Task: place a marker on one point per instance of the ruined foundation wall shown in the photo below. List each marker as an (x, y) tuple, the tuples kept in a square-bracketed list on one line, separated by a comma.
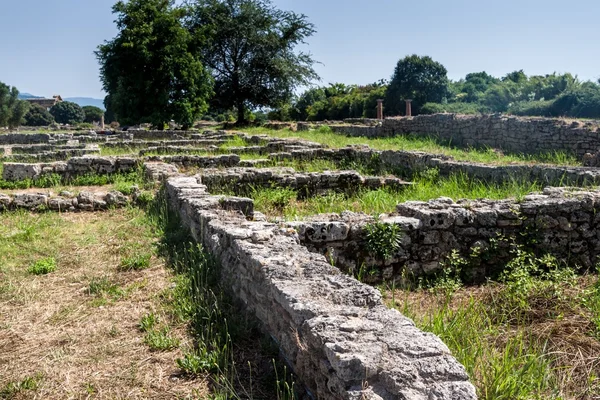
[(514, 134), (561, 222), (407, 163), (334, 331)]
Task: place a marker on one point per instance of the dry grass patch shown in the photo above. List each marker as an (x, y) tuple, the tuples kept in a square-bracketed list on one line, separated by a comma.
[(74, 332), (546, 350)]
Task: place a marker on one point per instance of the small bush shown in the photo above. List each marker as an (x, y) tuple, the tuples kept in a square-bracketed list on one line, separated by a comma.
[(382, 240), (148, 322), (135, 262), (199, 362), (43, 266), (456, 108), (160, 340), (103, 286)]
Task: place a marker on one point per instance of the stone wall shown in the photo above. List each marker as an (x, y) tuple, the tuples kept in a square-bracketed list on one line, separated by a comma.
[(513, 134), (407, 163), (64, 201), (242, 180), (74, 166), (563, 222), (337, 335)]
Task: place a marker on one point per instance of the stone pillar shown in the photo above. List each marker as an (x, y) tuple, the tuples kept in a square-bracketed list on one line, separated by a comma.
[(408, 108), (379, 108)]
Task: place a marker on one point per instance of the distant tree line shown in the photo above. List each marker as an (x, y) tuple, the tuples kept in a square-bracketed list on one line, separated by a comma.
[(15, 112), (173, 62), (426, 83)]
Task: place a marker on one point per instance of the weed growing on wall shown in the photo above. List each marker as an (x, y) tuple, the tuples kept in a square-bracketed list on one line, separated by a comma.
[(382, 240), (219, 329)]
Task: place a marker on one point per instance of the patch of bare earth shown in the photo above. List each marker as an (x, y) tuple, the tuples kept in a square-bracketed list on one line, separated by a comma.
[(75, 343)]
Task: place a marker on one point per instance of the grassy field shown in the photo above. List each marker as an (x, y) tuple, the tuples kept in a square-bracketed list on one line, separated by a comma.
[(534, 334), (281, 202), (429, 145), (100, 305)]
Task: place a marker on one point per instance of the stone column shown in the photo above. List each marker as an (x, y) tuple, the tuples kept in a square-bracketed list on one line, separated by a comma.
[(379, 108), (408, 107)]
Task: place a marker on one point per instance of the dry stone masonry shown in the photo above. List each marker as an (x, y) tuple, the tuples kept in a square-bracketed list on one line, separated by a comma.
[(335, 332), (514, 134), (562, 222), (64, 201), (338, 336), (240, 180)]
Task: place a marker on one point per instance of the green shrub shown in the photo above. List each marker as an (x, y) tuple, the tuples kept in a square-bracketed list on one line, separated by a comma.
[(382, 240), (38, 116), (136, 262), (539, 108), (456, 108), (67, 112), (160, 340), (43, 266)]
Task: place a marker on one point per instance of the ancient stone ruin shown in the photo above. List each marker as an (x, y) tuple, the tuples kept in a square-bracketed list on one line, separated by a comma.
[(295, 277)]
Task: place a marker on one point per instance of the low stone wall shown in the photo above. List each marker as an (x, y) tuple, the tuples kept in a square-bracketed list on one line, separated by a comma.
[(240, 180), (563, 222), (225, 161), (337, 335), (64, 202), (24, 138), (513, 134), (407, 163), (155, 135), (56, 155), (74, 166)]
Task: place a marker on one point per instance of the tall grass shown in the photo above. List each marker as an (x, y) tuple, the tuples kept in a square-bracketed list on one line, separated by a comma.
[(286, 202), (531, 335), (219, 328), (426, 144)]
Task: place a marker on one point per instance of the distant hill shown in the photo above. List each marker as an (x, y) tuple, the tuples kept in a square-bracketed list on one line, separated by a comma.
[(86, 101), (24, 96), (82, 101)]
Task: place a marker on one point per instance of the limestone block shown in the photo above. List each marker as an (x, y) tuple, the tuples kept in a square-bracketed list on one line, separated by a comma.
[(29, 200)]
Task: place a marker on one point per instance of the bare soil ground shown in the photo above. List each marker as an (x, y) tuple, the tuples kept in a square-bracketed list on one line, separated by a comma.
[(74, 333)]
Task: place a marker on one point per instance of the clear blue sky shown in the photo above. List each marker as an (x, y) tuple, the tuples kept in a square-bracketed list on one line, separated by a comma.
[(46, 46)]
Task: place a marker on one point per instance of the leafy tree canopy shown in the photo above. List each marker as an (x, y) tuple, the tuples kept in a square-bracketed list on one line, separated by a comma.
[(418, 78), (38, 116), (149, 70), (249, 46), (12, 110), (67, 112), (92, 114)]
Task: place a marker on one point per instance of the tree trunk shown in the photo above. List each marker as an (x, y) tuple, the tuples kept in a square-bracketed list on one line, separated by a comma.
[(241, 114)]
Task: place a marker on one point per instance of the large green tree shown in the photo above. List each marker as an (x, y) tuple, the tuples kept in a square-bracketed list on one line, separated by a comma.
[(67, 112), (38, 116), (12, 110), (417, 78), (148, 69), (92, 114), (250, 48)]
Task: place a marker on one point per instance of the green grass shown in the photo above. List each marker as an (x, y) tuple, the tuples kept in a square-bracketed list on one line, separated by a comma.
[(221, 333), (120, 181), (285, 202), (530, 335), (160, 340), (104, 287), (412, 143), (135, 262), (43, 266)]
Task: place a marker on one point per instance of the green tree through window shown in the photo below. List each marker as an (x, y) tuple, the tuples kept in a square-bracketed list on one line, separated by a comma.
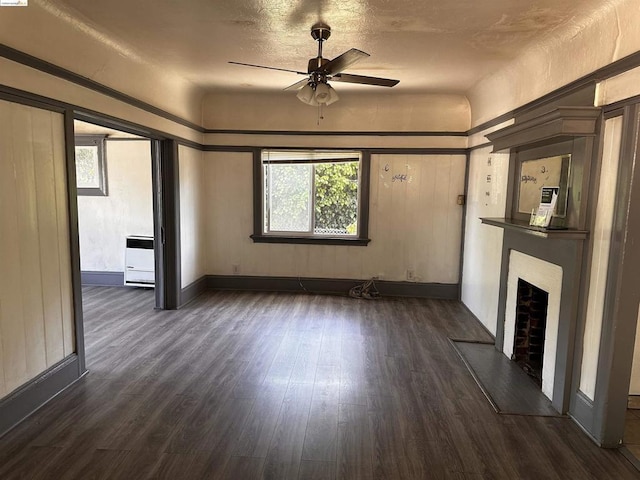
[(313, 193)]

:::

**What to do**
Rescale the data starting at the line containing "of the patch" and ending at the line containing "[(534, 334), (281, 202), (429, 145), (100, 305)]", reproducing only those lines, requests included. Multiply every coordinate in the answers by 1.9 and round to whole numbers, with halves rounded up.

**Exercise response**
Task: place a marker on one point per instance of the patch of bare earth shown in the photo above. List each marker as an (x, y) tuple, the tuples kept in a square-bracketed list on one line, separated by a comma.
[(143, 652)]
Task: place a marker on one point per instance of the grassy field shown in the photo above. List each marker as an (x, y) tuple, the tuples kept in a square-bracketed list on one line, separated by a comma.
[(1015, 635), (534, 384), (815, 276), (190, 580)]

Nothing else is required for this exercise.